CHALLENGE. Extract every line of the records below that contains the word "wooden", treating uppercase and lowercase letters as different.

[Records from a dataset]
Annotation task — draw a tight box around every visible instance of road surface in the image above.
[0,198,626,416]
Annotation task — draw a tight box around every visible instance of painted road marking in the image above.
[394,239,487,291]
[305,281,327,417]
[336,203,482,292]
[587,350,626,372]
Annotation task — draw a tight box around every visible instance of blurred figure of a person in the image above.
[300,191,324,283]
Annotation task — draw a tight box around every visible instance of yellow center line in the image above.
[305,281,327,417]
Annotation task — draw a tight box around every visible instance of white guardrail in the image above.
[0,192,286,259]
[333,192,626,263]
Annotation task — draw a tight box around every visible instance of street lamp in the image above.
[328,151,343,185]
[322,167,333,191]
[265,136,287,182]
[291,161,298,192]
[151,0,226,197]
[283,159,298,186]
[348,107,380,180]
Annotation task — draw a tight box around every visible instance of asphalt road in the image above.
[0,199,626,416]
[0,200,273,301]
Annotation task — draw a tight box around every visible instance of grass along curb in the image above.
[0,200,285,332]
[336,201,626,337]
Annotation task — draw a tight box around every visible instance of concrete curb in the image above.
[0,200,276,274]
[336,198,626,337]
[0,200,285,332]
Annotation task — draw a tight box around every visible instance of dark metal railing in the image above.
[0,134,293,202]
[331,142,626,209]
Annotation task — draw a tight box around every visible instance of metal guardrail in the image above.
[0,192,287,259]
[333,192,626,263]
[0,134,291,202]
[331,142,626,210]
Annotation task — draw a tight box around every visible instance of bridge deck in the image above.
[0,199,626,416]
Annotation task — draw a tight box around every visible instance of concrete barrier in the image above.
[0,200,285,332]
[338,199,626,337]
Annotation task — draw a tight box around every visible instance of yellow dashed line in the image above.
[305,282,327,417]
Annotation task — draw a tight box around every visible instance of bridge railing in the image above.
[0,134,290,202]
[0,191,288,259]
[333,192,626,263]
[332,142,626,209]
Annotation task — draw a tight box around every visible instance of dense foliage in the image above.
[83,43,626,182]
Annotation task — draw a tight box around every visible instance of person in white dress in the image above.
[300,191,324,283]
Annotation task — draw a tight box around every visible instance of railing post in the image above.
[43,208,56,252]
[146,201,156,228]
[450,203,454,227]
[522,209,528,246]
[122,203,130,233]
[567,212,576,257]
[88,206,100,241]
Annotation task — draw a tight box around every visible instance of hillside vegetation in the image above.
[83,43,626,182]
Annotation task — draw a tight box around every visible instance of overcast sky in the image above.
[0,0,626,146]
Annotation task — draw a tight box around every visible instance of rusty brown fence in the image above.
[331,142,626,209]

---

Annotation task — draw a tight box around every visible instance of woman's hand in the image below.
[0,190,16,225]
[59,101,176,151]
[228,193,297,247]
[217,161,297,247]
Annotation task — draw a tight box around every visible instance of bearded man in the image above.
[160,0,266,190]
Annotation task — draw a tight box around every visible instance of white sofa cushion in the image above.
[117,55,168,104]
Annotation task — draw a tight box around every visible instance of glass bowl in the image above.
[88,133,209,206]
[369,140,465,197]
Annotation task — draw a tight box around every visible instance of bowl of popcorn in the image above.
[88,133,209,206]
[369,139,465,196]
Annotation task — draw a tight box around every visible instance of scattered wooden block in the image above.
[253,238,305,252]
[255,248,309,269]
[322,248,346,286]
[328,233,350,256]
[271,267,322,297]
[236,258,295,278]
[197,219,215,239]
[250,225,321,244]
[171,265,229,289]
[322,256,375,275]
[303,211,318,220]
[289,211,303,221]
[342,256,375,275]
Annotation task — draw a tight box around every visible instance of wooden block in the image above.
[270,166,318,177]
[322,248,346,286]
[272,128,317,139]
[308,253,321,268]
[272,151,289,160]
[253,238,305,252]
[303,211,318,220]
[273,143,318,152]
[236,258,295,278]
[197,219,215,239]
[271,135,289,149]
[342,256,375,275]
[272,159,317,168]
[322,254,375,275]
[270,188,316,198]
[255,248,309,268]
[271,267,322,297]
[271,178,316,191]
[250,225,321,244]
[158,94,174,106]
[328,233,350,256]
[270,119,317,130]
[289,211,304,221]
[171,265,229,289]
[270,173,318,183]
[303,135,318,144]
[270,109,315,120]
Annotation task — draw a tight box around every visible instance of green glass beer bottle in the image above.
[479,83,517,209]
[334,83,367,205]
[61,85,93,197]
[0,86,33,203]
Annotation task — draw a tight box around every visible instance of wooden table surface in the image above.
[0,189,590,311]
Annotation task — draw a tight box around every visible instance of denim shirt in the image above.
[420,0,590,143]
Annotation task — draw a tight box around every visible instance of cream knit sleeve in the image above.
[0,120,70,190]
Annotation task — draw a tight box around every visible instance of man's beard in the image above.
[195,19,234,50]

TASK ANSWER.
Annotation task — draw a tight box around every visible instance of scattered wooden block in the image above.
Annotation task — draw a tight box around every visible instance of wooden block in the image above.
Annotation task — draw a tight box around every visible instance of wooden table surface in the image above.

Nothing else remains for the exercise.